• [Exercise prompt]
Copy every record word for word.
=======
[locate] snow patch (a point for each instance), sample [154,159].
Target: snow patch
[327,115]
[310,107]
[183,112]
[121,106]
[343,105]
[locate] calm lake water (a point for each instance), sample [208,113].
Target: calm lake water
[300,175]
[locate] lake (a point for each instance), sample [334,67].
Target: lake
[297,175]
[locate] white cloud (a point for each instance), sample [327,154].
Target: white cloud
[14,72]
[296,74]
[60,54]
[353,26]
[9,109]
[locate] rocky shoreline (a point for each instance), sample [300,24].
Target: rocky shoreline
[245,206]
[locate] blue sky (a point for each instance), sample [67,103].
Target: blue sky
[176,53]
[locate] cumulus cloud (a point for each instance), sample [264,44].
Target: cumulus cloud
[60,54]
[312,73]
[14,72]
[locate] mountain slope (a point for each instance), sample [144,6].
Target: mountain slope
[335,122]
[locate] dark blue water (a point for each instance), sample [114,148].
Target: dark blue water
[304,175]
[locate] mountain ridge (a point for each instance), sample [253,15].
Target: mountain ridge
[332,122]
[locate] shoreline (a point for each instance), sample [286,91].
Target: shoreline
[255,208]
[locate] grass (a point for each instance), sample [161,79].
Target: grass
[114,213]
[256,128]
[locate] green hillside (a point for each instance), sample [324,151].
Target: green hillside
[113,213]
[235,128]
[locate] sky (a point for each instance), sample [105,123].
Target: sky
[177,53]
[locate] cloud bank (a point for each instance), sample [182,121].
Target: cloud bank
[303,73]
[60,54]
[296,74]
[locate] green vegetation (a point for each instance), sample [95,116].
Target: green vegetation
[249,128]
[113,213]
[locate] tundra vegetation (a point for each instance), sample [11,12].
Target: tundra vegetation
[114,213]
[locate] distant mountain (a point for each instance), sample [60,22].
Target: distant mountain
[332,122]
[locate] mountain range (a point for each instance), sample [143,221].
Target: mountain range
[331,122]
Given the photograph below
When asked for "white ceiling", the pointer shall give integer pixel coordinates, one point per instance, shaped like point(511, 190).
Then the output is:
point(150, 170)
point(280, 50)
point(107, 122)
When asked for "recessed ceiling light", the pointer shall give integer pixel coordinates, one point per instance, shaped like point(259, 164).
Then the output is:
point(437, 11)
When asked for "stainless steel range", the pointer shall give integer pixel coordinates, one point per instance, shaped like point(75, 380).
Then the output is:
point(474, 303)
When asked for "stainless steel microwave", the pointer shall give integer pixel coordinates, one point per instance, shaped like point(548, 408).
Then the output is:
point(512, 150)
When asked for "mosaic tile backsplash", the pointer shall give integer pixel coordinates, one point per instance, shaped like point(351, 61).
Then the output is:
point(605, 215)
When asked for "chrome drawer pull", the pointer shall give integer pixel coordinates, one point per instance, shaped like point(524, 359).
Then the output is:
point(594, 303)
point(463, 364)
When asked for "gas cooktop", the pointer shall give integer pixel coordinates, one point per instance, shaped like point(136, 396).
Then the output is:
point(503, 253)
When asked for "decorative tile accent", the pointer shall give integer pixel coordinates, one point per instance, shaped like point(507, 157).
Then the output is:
=======
• [Solution to the problem]
[locate] snow patch (a point for each instance), sample [154,159].
Target: snow patch
[327,115]
[310,107]
[183,112]
[121,106]
[343,105]
[locate] calm lake water (a point for each instance), sample [208,113].
Target: calm lake water
[300,175]
[locate] lake (a point for each instance), sample [334,67].
Target: lake
[297,175]
[locate] white cloud (a point for each instance), sample [327,154].
Target: white cloud
[14,72]
[296,74]
[60,54]
[353,26]
[9,109]
[locate] rocky shoreline (a point for each instance), sample [300,24].
Target: rocky shoreline
[245,206]
[locate] blue sky (a point for each instance), sample [67,103].
Target: blue sky
[176,53]
[locate] cumulus cloud (a point for each instance), sample [264,44].
Target: cumulus cloud
[60,54]
[312,73]
[14,72]
[locate] mountain slope (a point for each instance), sample [144,6].
Target: mountain slope
[335,122]
[locate] dark blue water (a point for each instance), sample [114,148].
Target: dark blue water
[304,175]
[locate] mountain ridge (a point for each instance), sample [253,15].
Target: mountain ridge
[332,122]
[locate] shoreline (a point for each instance), sample [286,91].
Target: shoreline
[255,208]
[locate] grass (a point for each instance), sample [161,79].
Target: grass
[114,213]
[256,128]
[locate] green hillside (a point for each instance), sample [324,151].
Target: green hillside
[113,213]
[235,128]
[locate] sky (a point for each instance), sample [105,123].
Target: sky
[177,53]
[locate] cloud bank (a point for each instance), sample [182,121].
Target: cloud bank
[303,73]
[60,54]
[296,74]
[locate] green vegetation (a point for each instance), sample [95,116].
Target: green vegetation
[249,128]
[113,213]
[locate] tundra vegetation (a point for each instance), sample [11,12].
Target: tundra vegetation
[114,213]
[locate] distant mountain (a point for each instance), sample [60,22].
Target: distant mountain
[332,122]
[locate] mountain range (a point for each instance), sample [143,221].
Target: mountain range
[331,122]
Given the photograph below
When asked for "white ceiling", the pointer shall give integer pixel coordinates, one point per instance, shaped like point(511, 190).
Then the output is:
point(150, 170)
point(280, 50)
point(107, 122)
When asked for "recessed ceiling light", the pointer shall give integer pixel coordinates, one point per instance, shaped like point(259, 164).
Then the output is:
point(437, 11)
When asked for "stainless steel range", the pointer shall give integer pixel coordinates, one point per instance, shaped like point(75, 380).
Then the output is:
point(474, 303)
When asked for "stainless steel microwave", the pointer shall give integer pixel coordinates, one point per instance, shaped like point(548, 408).
Then the output is:
point(512, 150)
When asked for "mosaic tile backsplash", the pointer shall give integer pixel coordinates, one point per instance, shaped like point(351, 61).
Then the output is:
point(605, 215)
When asked for "chrome drawer pull", the pointer shall give integer pixel coordinates, one point per instance, shaped like point(524, 359).
Then the output is:
point(594, 303)
point(463, 364)
When asked for "gas cooktop", the pointer shall give integer pixel coordinates, one point per instance, shaped like point(136, 396).
Then the output is:
point(503, 253)
When asked for "decorative tile accent", the pointer shall give integer pixel coordinates, one point per instance, shaped like point(507, 157).
Then the output is:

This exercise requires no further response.